◆ **抜粋**
──────

実際の日常生活においては,報酬が出てくるまでの時間はいつも行動の直後であるとは限らず,行動と報酬との間隔が離れている状況も多い。そのような場合,報酬量と報酬が出てくるまでの時間との兼ね合いによって,意志決定を行う必要が出てくる。例えば,ダイエットや禁煙などは,痩せることや健康などの報酬が出てくるまでの時間が長い行動であるが,甘いものを食べることや喫煙などは,報酬が出てくるまでの時間が短い行動となる。短期的報酬と長期的報酬のどちらを選択するかは,時間的なコストと報酬量の評価など,各意志決定に関わる個人の内潜的変数について考慮しなくてはならない。また,これらの高次の意志決定に関わる脳機能の検討を行う場合,物理刺激の量と脳の活動との間に対応関係がみられるような知覚研究とは異なり,意志決定に関わる神経活動について検討を行う際,呈示された刺激(条件刺激や報酬)に対する脳活動を測定して,それが本当に意志決定に関わる脳活動であるのかは定かではない2)。刺激と反応から各試行における反応を説明するような内潜変数も含めた数理モデルを構成し,それと脳活動との関連を検討することで,より特定の脳部位に焦点を当てた形で,意志決定に関わる脳機能の検討を行うことが可能である2,3)。
現在,意志決定に関わる数理モデルとしては,対応法則4)が影響力のある理論であるといえる。対応法則は複数試行かつ複数選択肢の状況で,ある行動を選ぶ割合は,その行動によって得た報酬の割合に等しくなるというものである。しかし,対応法則は,学習が収束した定常状態における平均的傾向について述べており,試行ごとの選択行動について述べるものではない5)。一方,近年機械学習の分野において,強化学習6)が独自に発展してきており,数理モデルによるアプローチから,行動選択の各試行における内潜的な変数について推定を行い,学習過程においてどのようなメカニズムが働いているのか検討することを可能にしている。これらの検討により,近年,線条体が強化学習機能において重要な役割を果たしていることが示されてきている7)。
本稿では,まず,強化学習について紹介し,次に強化学習におけるメタパラメータと神経修飾物質との関連についてのDoya仮説8)を紹介する。そして,Doya仮説に基づいて,筆者らの研究グループにおいて行ってきた,報酬予測における割引率(γ)と線条体・セロトニンとの関連を検討した実験について紹介する。
Abstract
Recently,computational models of reinforcement learning have been applied for the analysis of neuroimaging data. It has been clarified that the striatum plays a key role in decision making. We review the reinforcement learning theory and the biological structures such as the brain and signals such as neuromodulators associated with reinforcement learning. We also investigated the function of the striatum and the neurotransmitter serotonin in reward prediction. We first studied the brain mechanisms for reward prediction at different time scales. Our experiment on the striatum showed that the ventroanterior regions are involved in predicting immediate rewards and the dorsoposterior regions are involved in predicting future rewards. Further,we investigated whether serotonin regulates both the reward selection and the striatum function are specialized reward prediction at different time scales. To this end,we regulated the dietary intake of tryptophan,a precursor of serotonin. Our experiment showed that the activity of the ventral part of the striatum was correlated with reward prediction at shorter time scales,and this activity was stronger at low serotonin levels. By contrast,the activity of the dorsal part of the striatum was correlated with reward prediction at longer time scales,and this activity was stronger at high serotonin levels. Further,a higher proportion of small reward choices,together with a higher rate of discounting of delayed rewards is observed in the low-serotonin condition than in the control and high-serotonin conditions. Further examinations are required in future to assess the relation between the disturbance of reward prediction caused by low serotonin and mental disorders related to serotonin such as depression.

──────

[自然言語による領域の説明]

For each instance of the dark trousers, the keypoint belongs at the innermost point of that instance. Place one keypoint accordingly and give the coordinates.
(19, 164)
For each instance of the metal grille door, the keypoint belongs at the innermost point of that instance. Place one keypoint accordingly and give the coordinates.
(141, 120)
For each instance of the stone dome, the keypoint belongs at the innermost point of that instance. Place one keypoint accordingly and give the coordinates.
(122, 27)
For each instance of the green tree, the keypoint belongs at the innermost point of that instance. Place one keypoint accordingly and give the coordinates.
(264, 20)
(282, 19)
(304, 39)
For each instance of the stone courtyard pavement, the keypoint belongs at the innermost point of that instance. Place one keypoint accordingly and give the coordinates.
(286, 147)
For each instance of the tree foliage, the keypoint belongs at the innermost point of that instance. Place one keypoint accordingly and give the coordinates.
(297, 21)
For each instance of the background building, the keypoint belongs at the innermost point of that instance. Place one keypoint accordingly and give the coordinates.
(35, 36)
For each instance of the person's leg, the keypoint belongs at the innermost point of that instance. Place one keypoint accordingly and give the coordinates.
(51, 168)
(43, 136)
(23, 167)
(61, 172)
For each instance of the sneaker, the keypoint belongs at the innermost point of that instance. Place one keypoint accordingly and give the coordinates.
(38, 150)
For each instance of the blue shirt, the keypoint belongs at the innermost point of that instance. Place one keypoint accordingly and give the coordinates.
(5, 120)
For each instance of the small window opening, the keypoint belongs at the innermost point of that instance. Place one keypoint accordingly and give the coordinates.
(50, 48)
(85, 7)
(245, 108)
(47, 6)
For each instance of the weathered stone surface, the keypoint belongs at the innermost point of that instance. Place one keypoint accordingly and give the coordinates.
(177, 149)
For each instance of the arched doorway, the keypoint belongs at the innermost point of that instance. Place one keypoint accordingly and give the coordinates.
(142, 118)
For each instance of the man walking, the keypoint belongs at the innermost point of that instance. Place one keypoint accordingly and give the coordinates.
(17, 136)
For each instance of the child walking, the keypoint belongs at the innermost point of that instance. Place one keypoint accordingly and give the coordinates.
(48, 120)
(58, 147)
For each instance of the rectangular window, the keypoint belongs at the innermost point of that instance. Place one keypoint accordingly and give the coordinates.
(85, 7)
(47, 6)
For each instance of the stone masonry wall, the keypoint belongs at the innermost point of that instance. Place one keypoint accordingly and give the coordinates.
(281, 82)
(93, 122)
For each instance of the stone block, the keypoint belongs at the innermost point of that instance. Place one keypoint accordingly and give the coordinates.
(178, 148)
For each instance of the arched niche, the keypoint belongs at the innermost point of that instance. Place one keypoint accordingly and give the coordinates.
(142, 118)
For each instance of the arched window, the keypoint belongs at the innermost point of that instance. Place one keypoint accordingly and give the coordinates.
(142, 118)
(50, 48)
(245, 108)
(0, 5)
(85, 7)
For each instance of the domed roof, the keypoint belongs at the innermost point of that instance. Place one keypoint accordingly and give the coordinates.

──────

◆ **課題の指示**
1. 抜粋の「実際の日常生活においては,報」から「ことが示されてきている7)。」までの部分を、「対応法則」を「マッチング法則」に置き換えて書き直してもらえますか。
2. 抜粋をもとに、次の問いに答えてください。
(a) 報酬が出てくるまでの時間が長い行動の例として、何が挙げられていますか。
(b) 近年、強化学習機能において重要な役割を果たしていることが示されてきている脳部位はどこですか。
(c) セロトニンを調整するため、食事による摂取量が制御された物質は何ですか。

◆ **課題別の解答**
1.
実際の日常生活においては,報酬が出てくるまでの時間はいつも行動の直後であるとは限らず,行動と報酬との間隔が離れている状況も多い。そのような場合,報酬量と報酬が出てくるまでの時間との兼ね合いによって,意志決定を行う必要が出てくる。例えば,ダイエットや禁煙などは,痩せることや健康などの報酬が出てくるまでの時間が長い行動であるが,甘いものを食べることや喫煙などは,報酬が出てくるまでの時間が短い行動となる。短期的報酬と長期的報酬のどちらを選択するかは,時間的なコストと報酬量の評価など,各意志決定に関わる個人の内潜的変数について考慮しなくてはならない。また,これらの高次の意志決定に関わる脳機能の検討を行う場合,物理刺激の量と脳の活動との間に対応関係がみられるような知覚研究とは異なり,意志決定に関わる神経活動について検討を行う際,呈示された刺激(条件刺激や報酬)に対する脳活動を測定して,それが本当に意志決定に関わる脳活動であるのかは定かではない2)。刺激と反応から各試行における反応を説明するような内潜変数も含めた数理モデルを構成し,それと脳活動との関連を検討することで,より特定の脳部位に焦点を当てた形で,意志決定に関わる脳機能の検討を行うことが可能である2,3)。
現在,意志決定に関わる数理モデルとしては,マッチング法則4)が影響力のある理論であるといえる。マッチング法則は複数試行かつ複数選択肢の状況で,ある行動を選ぶ割合は,その行動によって得た報酬の割合に等しくなるというものである。しかし,マッチング法則は,学習が収束した定常状態における平均的傾向について述べており,試行ごとの選択行動について述べるものではない5)。一方,近年機械学習の分野において,強化学習6)が独自に発展してきており,数理モデルによるアプローチから,行動選択の各試行における内潜的な変数について推定を行い,学習過程においてどのようなメカニズムが働いているのか検討することを可能にしている。これらの検討により,近年,線条体が強化学習機能において重要な役割を果たしていることが示されてきている7)。

2.
(a) ダイエットや禁煙
(b) 線条体
(c) トリプトファン(セロトニンの前駆体)